[Start of Records]

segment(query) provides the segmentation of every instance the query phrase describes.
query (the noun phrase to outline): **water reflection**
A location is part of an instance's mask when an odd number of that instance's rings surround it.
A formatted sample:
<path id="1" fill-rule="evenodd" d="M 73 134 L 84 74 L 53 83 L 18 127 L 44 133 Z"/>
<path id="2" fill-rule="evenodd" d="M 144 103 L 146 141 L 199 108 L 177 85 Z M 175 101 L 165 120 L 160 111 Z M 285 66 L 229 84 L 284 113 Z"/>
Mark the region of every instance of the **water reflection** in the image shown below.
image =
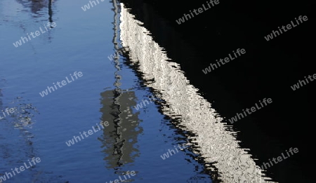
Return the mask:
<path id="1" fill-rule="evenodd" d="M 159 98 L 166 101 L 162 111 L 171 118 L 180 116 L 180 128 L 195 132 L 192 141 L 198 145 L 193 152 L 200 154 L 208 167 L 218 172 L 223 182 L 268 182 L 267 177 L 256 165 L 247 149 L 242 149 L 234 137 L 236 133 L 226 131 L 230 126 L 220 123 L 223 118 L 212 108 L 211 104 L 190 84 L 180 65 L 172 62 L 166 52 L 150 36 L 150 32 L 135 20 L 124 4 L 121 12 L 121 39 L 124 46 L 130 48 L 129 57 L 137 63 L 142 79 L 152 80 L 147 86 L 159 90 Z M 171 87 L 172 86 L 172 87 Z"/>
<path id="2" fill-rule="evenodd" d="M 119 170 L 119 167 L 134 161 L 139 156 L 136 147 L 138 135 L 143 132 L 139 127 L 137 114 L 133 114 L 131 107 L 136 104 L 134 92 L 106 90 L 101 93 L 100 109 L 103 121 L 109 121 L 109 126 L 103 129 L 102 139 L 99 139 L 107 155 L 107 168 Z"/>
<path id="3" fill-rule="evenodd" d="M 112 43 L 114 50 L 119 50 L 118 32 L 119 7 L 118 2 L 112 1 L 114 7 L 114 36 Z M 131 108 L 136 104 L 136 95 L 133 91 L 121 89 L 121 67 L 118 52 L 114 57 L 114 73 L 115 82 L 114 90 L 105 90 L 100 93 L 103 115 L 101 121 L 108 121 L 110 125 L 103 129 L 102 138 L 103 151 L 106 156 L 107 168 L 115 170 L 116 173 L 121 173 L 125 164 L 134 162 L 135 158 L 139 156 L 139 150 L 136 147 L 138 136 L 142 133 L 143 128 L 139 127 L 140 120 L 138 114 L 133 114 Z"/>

[End of Records]
[Start of Records]

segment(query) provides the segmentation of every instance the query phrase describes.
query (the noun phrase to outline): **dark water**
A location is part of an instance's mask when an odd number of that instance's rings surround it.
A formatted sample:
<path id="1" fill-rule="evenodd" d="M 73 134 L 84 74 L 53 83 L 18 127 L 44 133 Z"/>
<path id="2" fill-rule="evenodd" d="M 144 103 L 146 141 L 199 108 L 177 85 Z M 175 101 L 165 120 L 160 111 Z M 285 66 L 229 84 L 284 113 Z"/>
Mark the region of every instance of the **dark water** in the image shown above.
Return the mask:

[End of Records]

→ **Work to be completed**: List each line of the data above that contains the word "outline". Case matters.

→ **Result of this exercise**:
query (the noun phrase to outline): **water reflection**
query (the noun phrase to outline): **dark water**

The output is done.